Portion of a data file:
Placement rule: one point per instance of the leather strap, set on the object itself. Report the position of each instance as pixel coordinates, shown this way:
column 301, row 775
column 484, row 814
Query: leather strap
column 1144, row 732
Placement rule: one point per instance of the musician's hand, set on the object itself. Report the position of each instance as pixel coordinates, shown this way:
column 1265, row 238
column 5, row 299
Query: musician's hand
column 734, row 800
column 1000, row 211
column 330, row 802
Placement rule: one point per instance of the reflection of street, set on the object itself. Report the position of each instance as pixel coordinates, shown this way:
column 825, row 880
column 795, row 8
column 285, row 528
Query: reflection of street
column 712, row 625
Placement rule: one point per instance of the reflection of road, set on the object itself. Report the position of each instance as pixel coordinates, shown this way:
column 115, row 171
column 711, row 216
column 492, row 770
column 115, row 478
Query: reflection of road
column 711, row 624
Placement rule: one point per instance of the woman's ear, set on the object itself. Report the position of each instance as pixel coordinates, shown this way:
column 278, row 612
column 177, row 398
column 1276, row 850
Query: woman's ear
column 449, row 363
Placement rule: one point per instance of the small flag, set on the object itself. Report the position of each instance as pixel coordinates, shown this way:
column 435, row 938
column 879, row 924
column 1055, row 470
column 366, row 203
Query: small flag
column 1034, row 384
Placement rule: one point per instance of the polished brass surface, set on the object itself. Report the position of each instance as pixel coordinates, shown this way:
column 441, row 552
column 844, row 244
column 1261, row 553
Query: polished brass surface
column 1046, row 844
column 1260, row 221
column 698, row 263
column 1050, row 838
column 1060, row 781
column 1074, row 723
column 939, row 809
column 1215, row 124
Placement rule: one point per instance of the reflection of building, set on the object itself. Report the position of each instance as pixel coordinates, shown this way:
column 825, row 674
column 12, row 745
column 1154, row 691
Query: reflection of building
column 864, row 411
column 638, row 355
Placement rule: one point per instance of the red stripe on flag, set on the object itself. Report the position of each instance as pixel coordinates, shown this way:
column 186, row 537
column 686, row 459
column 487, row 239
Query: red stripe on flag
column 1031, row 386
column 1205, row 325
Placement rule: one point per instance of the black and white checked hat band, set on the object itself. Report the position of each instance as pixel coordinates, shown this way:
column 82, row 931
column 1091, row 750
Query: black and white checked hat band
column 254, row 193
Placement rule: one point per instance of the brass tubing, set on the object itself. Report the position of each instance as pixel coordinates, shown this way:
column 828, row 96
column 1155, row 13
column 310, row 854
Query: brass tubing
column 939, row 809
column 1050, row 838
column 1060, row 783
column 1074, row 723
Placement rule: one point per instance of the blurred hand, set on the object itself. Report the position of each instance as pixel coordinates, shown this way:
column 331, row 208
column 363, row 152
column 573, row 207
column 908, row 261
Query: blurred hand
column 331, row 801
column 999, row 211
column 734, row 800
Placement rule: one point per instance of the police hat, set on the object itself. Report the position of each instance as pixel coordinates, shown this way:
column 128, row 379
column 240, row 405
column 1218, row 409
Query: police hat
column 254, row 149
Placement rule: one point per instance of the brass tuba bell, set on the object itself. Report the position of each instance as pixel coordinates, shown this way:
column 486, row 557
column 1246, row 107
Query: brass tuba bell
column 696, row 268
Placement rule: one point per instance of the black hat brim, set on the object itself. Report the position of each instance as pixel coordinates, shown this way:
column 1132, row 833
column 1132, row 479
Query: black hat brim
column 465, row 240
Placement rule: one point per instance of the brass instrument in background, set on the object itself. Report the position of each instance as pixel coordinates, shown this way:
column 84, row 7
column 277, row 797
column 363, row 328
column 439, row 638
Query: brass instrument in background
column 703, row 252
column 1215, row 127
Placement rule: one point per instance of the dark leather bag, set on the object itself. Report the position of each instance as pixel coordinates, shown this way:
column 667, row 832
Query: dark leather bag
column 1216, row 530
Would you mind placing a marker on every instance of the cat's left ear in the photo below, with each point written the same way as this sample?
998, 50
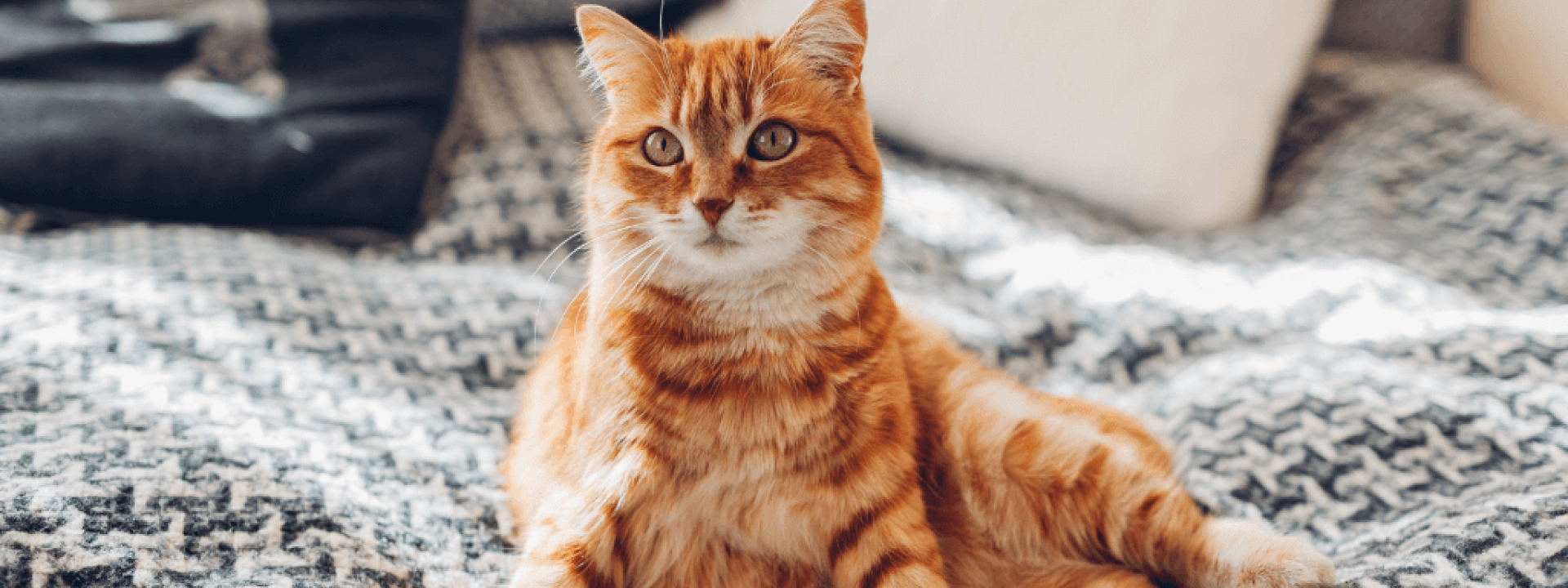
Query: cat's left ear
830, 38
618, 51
==
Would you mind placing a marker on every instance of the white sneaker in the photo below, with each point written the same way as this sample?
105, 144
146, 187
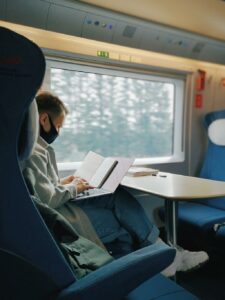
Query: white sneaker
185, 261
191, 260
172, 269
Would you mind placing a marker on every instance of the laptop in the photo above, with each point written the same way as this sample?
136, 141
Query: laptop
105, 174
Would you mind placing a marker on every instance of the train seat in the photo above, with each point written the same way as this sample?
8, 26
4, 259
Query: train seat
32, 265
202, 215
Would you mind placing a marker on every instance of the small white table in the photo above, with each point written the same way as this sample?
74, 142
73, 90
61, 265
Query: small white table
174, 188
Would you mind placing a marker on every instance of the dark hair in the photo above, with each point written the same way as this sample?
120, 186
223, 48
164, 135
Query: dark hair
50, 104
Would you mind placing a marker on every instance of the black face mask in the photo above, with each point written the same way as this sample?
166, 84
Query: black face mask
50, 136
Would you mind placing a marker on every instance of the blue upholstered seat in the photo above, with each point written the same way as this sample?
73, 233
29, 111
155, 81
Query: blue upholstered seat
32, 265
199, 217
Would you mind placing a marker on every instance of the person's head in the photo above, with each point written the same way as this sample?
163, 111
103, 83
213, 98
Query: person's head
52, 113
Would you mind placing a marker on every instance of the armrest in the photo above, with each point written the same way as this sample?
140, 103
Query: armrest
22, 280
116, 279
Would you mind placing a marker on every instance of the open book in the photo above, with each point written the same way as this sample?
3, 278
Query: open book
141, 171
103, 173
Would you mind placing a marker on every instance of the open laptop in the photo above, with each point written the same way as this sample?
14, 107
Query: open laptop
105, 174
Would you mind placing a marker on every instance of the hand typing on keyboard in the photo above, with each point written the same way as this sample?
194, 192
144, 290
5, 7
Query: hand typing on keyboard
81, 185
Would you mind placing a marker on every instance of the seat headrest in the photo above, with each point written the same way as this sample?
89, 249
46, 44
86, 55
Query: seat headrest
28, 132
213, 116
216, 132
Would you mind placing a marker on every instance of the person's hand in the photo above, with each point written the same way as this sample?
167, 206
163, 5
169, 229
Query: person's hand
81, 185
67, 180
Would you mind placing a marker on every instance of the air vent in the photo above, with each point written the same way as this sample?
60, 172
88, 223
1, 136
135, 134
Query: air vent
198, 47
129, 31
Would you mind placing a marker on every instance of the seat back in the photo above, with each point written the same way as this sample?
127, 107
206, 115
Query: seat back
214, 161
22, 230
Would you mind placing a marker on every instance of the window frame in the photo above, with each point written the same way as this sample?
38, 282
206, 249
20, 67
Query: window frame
==
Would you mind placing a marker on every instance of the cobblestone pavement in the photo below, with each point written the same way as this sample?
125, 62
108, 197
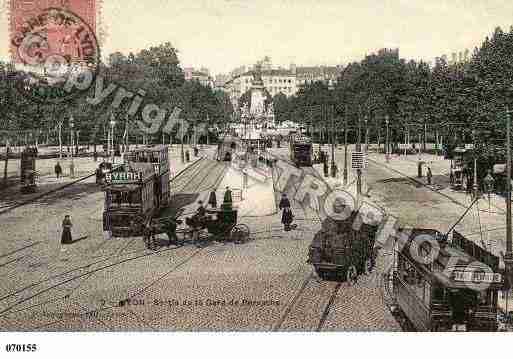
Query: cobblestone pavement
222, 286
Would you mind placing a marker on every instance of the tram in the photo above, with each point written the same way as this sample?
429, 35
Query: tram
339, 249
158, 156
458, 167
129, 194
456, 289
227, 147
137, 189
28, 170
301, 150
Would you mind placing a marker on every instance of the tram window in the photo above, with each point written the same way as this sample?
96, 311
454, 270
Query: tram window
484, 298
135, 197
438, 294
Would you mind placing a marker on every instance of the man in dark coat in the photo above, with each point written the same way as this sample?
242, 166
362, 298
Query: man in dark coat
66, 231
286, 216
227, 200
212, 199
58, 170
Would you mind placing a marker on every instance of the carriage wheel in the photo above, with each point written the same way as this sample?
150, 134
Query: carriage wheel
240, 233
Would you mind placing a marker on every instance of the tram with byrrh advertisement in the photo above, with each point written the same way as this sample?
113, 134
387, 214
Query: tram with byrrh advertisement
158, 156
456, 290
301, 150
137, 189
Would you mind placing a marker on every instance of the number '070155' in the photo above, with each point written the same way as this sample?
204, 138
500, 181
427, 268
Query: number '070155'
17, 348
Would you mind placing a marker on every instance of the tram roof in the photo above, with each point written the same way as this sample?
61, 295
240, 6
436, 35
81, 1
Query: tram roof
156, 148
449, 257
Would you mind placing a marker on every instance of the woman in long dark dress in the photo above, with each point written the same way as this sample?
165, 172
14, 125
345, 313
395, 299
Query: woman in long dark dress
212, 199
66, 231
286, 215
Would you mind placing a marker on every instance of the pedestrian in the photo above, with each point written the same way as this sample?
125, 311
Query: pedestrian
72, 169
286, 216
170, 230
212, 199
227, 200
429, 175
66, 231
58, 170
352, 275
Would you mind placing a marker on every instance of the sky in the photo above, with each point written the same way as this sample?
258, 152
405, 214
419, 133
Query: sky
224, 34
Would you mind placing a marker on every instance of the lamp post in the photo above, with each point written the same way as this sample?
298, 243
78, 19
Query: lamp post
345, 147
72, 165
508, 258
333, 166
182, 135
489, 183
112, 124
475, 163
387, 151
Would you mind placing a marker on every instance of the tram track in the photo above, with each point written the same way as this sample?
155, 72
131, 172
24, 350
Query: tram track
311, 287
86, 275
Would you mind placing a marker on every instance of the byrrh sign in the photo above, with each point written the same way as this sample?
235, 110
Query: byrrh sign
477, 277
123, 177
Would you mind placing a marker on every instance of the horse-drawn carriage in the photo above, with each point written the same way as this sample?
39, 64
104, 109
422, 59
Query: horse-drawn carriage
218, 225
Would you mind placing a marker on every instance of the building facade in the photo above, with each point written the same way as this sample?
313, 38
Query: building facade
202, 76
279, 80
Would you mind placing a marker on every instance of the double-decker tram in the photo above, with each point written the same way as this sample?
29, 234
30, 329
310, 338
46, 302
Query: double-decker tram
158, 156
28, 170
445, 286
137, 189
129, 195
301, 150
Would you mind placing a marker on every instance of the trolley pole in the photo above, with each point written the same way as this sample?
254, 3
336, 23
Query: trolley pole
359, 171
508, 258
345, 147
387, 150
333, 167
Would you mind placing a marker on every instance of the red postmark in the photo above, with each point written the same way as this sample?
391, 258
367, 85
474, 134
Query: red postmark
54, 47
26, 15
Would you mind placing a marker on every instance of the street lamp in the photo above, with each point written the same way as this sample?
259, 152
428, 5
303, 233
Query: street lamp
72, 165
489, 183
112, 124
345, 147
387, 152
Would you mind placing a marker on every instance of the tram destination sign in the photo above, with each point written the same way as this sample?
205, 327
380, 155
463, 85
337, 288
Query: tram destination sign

◆ WHAT IS ASKED
State how many lines in the rows above contain the string "window". Provide only the number.

◆ REPLY
4